Required tasks
(1) Answer these from the Multi-PPI++ notebook:
(a) How many proxy models supply the proxy labels?
(b) What confidence level is given as an example of the rate at which the intervals should cover the true mean?
(c) From which module is UniformSampler imported?
(2) List every name that the Multi-PPI++ notebook imports from a glide module.

Extract
Scientific Validity of Multi-PPI++ for Mean Estimation¶
This notebook provides empirical evidence that GLIDE's Multi Proxy Prediction-Powered Inference (Multi-PPI++) implementation is statistically valid.
Setup: We estimate the mean of a binary outcome (e.g., the hallucination rate of an AI system). We have:
- A small set of true labels (
y_true), expensive but unbiased - A large set of proxy labels from 2 proxy models (
y_proxies), cheap but potentially biased
Multi-PPI++ finds the optimal linear combination of the 2 proxies that minimises the confidence interval width, then applies the PPI rectifier with this combined proxy. This yields confidence intervals that are:
- Valid : they cover the true mean at the specified rate (e.g. 90% confidence)
- Shorter : as compared to those obtained with true labels only, especially when at least one proxy is strongly correlated with the truth
We test these claims empirically across a range of proxy/true correlation levels.
from functools import partial
import matplotlib.pyplot as plt
import numpy as np
from glide.estimators import ClassicalMeanEstimator, MultiPPIMeanEstimator
from glide.samplers import UniformSampler
from glide.scientific_validation import compute_hits, coverage_with_error_bar, run_monte_carlo
from glide.simulators import generate_multi_binary_dataset, simulate_annotation
plt.rcParams.update(
{
"font.size": 18,
"axes.labelsize": 18,
"axes.titlesize": 18,
"legend.fontsize": 16,
"xtick.labelsize": 16,
"ytick.labelsize": 16,
"figure.titlesize": 19,
}
)
Experiment Parameters¶
We fix all parameters up front so every section of this notebook uses a consistent setup. We define:
CONFIDENCE_LEVEL: the confidence level at which we will compute confidence intervals.N_TOTAL: total number of samples.BUDGET: total number of human annotated samples.TRUE_MEAN: the true mean value of human labels.PROXY_MEANS: per-proxy (biased) mean values. Both proxies have a mean different fromTRUE_MEAN.PROXY_CORRELATION_OFFSETS: per-proxy offsets to the base correlation level between true and proxy values. Proxy 2 has higher correlation offset, making it the stronger proxy.N_SEEDS: number of simulations in Monte Carlo experiments.
Note on correlation bounds: Depending on the values of
TRUE_MEANandPROXY_MEANS, extreme correlation values (close to -1 or 1) may not be possible. The correlation sweep is kept within safe limits for all proxies.

Stored rows
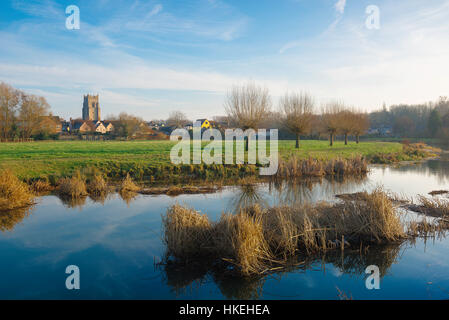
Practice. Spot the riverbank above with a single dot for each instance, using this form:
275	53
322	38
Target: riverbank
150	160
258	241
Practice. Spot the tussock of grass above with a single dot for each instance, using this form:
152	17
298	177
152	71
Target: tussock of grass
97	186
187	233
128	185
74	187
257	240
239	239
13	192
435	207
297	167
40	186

...

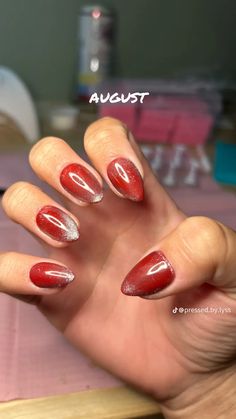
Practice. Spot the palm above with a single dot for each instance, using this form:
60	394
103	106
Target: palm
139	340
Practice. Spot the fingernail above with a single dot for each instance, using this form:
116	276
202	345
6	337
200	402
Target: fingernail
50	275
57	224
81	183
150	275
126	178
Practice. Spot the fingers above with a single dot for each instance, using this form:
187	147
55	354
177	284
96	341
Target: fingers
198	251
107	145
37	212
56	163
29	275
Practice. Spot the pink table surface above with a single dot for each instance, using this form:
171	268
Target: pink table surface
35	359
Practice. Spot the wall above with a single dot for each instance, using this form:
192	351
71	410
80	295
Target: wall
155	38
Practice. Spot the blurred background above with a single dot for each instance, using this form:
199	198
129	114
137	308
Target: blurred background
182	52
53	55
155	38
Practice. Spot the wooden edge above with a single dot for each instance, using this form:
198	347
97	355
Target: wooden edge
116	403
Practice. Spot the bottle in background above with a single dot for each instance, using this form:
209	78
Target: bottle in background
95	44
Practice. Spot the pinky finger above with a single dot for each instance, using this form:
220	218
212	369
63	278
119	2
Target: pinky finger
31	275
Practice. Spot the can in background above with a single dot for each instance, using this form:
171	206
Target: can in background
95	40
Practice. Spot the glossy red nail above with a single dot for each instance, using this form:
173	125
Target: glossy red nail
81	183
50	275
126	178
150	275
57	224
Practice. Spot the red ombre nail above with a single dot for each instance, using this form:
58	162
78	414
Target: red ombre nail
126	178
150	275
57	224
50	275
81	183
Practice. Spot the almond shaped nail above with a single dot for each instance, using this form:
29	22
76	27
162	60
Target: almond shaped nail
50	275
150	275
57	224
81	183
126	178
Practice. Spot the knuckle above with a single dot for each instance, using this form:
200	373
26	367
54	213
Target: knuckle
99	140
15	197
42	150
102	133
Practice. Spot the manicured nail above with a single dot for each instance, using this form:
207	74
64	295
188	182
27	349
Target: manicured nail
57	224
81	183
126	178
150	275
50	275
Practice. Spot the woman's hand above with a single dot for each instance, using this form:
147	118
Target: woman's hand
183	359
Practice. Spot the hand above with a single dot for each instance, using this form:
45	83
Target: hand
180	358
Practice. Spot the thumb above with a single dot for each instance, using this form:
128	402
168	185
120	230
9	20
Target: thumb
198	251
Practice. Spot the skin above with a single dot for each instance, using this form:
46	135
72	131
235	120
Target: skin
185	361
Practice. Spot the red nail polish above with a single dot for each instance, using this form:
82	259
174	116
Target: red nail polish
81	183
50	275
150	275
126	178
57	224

...

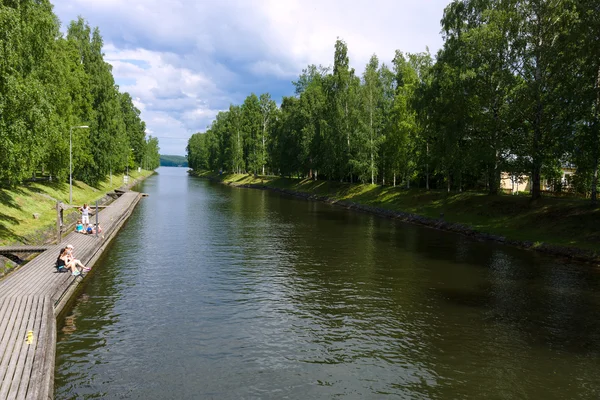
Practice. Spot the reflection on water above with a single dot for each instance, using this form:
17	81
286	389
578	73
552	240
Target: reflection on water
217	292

Results for the exercise
(1)
(a) 2
(b) 90%
(c) glide.samplers

(2) ClassicalMeanEstimator, MultiPPIMeanEstimator, UniformSampler, compute_hits, coverage_with_error_bar, run_monte_carlo, generate_multi_binary_dataset, simulate_annotation